UNITED STATES DISTRICT COURT MIDDLE DISTRICT OF FLORIDA ORLANDO DIVISION
CAROLYN HARKLERODE and WILLIAM HARKLERODE,
Plaintiffs,
v. Case No: 6:24-cv-2115-CEM-LHP
HILTON GRAND VACATIONS, INC.,
Defendant
REPORT AND RECOMMENDATION TO THE UNITED STATES DISTRICT COURT:
Before the Court is Defendant’s Motion to Compel Arbitration. Doc. No. 8. Plaintiffs respond in opposition. Doc. No. 9. The matter has been referred to the undersigned and is ripe for review. For the reasons discussed herein, it is respectfully RECOMMENDED that Defendant’s motion (Doc. No. 8) be GRANTED. I. BACKGROUND. Plaintiffs Carolyn Harklerode and William Harklerode instituted this action in state court against Defendant Hilton Grand Vacations, Inc., alleging claims for negligent and fraudulent misrepresentation; negligent and fraudulent concealment of public offering statement; negligent and fraudulent concealment of successor liability; negligent misrepresentation and intentionally negligent concealment of
licensure; concealment of an arbitration and mitigation limitation clause, as well as violations of the Real Estate Settlement Procedures Act (“RESPA”); the Dodd-Frank Wall Street Reform and Consumer Protection Act; the Florida Deceptive and Unfair Trade Practices Act (“FDUTPA”); and the Florida Timeshare Act. Doc. No. 1-1.
The claims all relate to Plaintiffs’ purchase of a timeshare. Id. On November 19, 2024, Defendant removed the matter to this Court, pursuant to 28 U.S.C. §§ 1331, 1367, 1441(a), 1441(b), and 1446. Doc. No. 1. On
November 21, 2024, Defendant filed the present Motion to Compel Arbitration. Doc. No. 8. According to the motion, Plaintiffs executed an Agreement for purchase of the timeshare on November 28, 2023, with Bluegreen Vacations Unlimited, Inc. (“Bluegreen”), a wholly-owned subsidiary of Defendant. Id. at 1;
Doc. No. 1-2. As part of the Agreement, Plaintiffs agreed to mandatory arbitration. Doc. No. 1-2, at 13 ¶ 26(a). Plaintiffs oppose Defendant’s motion. Doc. No. 9. II. LEGAL STANDARDS.

Work to be completed:
Answer the following questions using the court report above.
(a) On what date did the Defendant remove the matter to this Court?
(b) On what date did the Plaintiffs execute the Agreement for the timeshare purchase, and with which company?
(c) What does the report recommend be done with the Defendant's motion?

Data listing:
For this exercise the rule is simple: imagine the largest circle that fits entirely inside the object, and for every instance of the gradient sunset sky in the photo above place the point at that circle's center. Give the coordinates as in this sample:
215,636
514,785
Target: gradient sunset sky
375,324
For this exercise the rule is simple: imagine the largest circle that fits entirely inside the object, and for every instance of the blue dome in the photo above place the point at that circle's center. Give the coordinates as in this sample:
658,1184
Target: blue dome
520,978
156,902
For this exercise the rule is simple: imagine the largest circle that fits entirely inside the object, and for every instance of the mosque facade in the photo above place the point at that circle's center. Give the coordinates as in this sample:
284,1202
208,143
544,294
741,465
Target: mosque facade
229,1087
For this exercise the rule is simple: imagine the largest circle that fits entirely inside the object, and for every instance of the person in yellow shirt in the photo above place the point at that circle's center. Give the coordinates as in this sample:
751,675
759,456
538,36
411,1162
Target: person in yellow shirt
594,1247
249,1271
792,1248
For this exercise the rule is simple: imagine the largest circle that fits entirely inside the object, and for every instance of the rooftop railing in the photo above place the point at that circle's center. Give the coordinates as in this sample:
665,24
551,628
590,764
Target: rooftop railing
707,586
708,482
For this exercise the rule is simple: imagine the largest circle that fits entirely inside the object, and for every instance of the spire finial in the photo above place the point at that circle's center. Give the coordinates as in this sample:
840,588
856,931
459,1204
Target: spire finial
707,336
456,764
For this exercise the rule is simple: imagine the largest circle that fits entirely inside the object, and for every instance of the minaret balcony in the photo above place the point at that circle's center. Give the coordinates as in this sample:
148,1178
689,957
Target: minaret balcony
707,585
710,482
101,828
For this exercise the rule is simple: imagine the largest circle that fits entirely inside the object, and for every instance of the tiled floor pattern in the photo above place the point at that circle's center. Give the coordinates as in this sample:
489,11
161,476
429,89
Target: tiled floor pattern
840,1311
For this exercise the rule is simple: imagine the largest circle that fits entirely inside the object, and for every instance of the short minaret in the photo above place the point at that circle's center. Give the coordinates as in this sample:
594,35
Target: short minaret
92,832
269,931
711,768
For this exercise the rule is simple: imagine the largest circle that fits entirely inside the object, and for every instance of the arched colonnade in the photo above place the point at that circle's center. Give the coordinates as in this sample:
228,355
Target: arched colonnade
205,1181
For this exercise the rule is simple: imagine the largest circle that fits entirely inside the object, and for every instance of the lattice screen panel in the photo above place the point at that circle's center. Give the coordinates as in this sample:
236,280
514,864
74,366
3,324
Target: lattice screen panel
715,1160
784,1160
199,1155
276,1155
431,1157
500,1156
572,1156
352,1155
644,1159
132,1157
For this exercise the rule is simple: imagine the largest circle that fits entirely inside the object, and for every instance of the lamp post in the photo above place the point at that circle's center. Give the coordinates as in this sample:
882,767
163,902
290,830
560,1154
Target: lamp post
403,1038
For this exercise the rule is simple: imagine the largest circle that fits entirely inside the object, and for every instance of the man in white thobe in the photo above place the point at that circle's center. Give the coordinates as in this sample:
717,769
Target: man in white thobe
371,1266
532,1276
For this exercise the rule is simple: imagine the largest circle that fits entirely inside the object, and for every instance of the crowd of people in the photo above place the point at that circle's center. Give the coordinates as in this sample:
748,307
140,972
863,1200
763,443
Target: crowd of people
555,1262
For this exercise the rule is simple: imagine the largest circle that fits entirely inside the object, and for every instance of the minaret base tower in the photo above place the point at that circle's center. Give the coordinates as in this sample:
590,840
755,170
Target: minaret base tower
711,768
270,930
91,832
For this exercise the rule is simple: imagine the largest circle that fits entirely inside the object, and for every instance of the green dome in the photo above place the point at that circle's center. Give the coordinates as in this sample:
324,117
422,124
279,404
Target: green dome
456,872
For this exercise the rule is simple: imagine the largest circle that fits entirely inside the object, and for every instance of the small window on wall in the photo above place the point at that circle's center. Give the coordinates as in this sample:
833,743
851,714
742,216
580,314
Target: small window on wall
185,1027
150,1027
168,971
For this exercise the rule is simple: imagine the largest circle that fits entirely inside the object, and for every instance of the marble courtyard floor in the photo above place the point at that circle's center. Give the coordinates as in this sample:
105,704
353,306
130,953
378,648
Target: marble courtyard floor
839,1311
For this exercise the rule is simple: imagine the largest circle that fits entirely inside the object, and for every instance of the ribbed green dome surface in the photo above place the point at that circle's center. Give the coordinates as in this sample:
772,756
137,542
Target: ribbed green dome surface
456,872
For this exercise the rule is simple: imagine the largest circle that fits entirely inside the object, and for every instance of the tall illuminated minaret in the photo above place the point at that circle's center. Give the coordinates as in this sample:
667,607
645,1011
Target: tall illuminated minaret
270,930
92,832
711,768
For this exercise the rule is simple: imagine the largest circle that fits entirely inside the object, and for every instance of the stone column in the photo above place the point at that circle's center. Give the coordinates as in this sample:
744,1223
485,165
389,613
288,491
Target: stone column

Task solution:
(a) November 19, 2024.
(b) November 28, 2023, with Bluegreen Vacations Unlimited, Inc.
(c) That the motion be granted.